• [WHAT IS BEING ASKED] All lines from the one with "Objective — one marker per instance of the road in" to the end need to be copied exactly, with nothing before them.

• [DATA PROVIDED]
-----

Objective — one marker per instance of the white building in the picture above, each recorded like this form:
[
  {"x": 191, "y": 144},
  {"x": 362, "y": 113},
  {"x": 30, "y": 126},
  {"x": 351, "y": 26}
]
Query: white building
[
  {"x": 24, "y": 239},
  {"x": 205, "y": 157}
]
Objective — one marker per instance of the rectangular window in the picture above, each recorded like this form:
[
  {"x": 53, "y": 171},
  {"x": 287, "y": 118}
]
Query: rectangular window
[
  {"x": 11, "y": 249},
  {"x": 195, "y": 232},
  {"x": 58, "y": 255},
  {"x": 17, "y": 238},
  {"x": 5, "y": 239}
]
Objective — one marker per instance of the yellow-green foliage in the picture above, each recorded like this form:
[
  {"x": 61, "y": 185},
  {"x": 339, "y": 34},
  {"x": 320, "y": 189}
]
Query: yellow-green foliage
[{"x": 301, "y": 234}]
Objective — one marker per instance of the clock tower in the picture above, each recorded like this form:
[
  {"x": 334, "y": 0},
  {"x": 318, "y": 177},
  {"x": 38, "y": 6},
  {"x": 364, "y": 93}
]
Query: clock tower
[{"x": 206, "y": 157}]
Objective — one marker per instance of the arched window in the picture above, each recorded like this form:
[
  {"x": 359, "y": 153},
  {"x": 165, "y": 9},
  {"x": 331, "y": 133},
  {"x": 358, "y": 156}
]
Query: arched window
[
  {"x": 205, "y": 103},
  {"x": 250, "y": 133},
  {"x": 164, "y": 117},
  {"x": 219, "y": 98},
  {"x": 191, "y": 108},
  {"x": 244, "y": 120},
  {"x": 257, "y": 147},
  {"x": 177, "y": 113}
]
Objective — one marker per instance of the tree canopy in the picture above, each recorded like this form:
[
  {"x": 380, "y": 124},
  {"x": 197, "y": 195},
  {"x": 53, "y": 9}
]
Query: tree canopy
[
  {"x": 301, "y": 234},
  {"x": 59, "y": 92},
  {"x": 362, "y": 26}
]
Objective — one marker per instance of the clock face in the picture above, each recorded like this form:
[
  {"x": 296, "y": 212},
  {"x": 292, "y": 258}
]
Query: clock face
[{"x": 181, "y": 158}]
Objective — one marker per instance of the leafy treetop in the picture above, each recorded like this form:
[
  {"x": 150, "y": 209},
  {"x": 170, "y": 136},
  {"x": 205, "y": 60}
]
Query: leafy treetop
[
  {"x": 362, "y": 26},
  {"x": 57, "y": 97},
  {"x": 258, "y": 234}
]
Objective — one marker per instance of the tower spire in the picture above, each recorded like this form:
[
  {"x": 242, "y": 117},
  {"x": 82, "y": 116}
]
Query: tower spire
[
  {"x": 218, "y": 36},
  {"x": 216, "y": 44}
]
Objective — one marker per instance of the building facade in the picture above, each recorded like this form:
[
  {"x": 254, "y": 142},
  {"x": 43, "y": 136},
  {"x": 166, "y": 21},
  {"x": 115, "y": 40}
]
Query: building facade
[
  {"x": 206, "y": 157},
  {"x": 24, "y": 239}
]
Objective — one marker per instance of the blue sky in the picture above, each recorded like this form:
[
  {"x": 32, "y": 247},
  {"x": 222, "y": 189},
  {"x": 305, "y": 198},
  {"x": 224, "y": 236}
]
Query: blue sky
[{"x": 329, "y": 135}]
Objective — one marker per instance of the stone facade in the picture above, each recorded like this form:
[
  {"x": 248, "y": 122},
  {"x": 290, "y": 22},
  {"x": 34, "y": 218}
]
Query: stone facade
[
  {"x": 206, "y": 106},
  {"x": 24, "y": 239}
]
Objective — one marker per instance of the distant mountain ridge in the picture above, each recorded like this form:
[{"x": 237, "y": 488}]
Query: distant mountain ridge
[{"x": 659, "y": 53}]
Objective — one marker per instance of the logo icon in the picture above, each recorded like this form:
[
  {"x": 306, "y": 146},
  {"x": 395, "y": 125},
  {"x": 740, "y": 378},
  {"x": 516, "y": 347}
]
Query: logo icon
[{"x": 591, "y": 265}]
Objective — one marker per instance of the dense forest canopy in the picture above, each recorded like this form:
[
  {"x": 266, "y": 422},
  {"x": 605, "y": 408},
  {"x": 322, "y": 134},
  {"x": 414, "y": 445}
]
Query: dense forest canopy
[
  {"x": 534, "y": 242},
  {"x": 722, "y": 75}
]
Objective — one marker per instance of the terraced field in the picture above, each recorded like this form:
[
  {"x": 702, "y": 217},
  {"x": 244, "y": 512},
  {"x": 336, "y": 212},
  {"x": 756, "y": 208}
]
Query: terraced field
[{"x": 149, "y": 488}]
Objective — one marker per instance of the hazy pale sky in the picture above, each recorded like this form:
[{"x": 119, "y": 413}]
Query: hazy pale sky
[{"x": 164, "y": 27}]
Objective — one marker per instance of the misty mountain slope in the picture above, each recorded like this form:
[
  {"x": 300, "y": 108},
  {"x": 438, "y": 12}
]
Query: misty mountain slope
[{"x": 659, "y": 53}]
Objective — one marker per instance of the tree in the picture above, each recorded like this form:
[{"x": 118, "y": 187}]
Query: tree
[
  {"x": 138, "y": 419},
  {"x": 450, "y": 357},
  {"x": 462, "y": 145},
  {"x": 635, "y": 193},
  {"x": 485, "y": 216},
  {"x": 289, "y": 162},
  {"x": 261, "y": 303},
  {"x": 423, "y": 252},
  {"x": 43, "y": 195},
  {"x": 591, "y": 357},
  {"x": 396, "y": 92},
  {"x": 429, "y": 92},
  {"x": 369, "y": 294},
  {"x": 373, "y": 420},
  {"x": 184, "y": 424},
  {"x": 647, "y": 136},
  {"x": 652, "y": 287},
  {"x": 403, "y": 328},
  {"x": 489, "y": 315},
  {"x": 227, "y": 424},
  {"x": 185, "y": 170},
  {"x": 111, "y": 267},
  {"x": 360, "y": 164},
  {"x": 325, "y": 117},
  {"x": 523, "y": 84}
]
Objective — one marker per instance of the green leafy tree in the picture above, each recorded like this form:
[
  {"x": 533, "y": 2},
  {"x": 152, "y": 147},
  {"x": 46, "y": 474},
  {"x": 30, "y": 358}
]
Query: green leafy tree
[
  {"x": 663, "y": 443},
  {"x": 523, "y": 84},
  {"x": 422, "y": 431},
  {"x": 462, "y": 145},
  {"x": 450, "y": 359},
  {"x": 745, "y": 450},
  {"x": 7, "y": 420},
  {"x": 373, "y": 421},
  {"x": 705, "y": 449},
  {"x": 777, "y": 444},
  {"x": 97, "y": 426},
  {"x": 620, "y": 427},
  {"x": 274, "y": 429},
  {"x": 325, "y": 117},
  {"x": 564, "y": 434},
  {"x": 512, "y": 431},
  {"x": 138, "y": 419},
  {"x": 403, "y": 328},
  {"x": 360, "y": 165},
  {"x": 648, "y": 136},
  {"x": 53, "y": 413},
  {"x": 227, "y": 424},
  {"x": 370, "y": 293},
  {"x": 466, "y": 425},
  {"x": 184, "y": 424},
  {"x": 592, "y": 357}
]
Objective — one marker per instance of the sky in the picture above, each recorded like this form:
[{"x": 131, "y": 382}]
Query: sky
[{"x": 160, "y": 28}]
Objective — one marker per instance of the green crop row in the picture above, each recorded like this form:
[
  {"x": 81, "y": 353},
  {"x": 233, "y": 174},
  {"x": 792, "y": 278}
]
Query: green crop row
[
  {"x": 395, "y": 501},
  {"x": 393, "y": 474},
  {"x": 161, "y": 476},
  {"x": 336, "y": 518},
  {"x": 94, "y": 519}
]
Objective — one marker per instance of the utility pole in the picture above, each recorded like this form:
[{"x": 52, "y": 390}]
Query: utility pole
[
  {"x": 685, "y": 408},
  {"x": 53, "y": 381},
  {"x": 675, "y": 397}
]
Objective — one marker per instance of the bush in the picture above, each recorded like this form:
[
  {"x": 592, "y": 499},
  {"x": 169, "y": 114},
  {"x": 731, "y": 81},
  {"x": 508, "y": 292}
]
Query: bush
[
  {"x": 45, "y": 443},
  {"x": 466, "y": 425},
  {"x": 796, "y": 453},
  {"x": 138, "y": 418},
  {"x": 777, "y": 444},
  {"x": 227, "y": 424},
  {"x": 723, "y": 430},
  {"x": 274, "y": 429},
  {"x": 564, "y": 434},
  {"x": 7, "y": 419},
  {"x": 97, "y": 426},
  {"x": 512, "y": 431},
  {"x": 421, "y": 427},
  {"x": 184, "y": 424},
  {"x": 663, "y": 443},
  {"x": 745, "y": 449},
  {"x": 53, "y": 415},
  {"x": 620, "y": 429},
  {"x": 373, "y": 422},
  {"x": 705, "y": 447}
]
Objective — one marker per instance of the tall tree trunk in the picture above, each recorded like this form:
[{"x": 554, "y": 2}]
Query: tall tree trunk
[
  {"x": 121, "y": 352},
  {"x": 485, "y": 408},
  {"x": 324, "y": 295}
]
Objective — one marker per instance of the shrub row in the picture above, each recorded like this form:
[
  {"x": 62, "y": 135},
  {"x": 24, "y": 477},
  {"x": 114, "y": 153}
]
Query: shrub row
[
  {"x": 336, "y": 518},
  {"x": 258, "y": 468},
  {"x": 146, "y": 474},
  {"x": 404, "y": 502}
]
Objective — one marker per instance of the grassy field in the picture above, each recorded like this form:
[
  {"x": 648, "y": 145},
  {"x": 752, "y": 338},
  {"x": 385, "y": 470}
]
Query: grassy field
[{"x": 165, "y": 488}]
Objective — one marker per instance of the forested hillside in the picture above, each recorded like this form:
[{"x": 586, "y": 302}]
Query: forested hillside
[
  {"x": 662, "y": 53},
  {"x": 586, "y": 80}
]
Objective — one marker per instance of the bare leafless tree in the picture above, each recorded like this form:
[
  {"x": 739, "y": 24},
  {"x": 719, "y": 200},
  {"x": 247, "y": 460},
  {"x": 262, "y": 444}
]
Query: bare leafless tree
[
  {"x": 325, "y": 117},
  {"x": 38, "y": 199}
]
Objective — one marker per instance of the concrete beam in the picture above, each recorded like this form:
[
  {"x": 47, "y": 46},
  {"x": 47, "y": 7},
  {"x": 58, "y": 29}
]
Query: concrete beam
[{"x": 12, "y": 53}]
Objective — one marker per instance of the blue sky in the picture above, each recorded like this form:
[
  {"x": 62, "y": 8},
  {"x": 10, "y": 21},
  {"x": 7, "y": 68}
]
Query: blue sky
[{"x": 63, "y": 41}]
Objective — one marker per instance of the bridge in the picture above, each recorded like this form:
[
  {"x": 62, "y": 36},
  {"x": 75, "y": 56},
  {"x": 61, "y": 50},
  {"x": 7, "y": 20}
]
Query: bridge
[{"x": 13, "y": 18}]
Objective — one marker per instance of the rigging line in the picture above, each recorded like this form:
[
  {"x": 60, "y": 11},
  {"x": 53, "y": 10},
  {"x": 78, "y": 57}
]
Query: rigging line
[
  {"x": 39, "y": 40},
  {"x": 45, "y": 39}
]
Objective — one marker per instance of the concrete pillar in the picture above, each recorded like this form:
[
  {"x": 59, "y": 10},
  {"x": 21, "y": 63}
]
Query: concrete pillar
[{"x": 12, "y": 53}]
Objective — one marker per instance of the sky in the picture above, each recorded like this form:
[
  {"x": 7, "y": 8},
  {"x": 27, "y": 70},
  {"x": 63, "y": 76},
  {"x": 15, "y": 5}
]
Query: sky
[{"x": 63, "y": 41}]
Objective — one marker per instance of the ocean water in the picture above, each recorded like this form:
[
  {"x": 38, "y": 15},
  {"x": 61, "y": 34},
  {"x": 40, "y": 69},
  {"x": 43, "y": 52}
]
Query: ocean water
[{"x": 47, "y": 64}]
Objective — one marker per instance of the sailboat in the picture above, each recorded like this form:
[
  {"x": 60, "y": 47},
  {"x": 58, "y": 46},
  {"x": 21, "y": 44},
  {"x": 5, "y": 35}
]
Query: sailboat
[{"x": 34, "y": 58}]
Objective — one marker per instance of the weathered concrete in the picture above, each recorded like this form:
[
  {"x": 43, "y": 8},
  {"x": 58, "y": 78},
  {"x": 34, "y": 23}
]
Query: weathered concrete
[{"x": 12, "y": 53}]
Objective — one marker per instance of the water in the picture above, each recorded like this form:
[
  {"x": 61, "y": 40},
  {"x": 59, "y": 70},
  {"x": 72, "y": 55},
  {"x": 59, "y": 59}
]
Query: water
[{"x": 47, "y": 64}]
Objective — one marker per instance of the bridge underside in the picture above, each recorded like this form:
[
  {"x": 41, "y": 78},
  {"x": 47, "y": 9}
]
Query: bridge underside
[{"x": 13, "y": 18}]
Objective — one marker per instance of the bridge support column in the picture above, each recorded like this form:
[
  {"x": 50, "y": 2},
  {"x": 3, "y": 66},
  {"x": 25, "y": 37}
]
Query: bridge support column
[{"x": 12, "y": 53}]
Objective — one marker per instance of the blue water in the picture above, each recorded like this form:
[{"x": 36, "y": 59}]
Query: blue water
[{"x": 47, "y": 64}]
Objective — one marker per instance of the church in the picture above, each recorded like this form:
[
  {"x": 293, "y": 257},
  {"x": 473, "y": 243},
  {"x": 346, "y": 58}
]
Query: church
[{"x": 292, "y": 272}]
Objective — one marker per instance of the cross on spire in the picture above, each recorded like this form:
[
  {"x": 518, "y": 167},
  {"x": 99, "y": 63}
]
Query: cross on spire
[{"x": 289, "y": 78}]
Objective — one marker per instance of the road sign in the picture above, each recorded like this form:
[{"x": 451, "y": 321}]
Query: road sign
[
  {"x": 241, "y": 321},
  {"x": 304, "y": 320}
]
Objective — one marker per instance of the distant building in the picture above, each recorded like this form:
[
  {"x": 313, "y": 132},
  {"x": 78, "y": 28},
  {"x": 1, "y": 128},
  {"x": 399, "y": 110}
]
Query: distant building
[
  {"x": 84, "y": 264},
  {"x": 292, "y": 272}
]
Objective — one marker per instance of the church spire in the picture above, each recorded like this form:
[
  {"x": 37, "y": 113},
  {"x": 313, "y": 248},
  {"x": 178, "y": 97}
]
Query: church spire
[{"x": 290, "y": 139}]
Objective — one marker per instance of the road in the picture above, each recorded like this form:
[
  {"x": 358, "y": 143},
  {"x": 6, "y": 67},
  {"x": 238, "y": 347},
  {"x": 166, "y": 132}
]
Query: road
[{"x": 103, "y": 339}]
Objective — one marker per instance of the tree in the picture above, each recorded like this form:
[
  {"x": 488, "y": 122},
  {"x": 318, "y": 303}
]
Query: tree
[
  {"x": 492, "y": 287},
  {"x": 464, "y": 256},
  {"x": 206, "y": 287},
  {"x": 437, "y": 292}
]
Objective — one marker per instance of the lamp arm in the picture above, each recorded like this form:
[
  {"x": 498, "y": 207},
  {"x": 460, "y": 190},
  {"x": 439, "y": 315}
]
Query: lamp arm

-----

• [FULL SOLUTION]
Objective — one marker per instance of the road in the picture above, each recorded like this form:
[
  {"x": 358, "y": 143},
  {"x": 6, "y": 67},
  {"x": 238, "y": 347},
  {"x": 166, "y": 132}
]
Query: road
[{"x": 103, "y": 339}]
Objective — one marker per instance of the tree in the picture above, each recorded like this form:
[
  {"x": 488, "y": 122},
  {"x": 318, "y": 303}
]
Query: tree
[
  {"x": 492, "y": 287},
  {"x": 464, "y": 256},
  {"x": 206, "y": 287},
  {"x": 437, "y": 292}
]
Objective — one marker per instance of the lamp arm in the picture above, each recorded like this form:
[
  {"x": 498, "y": 207},
  {"x": 460, "y": 190},
  {"x": 439, "y": 315}
]
Query: lamp arm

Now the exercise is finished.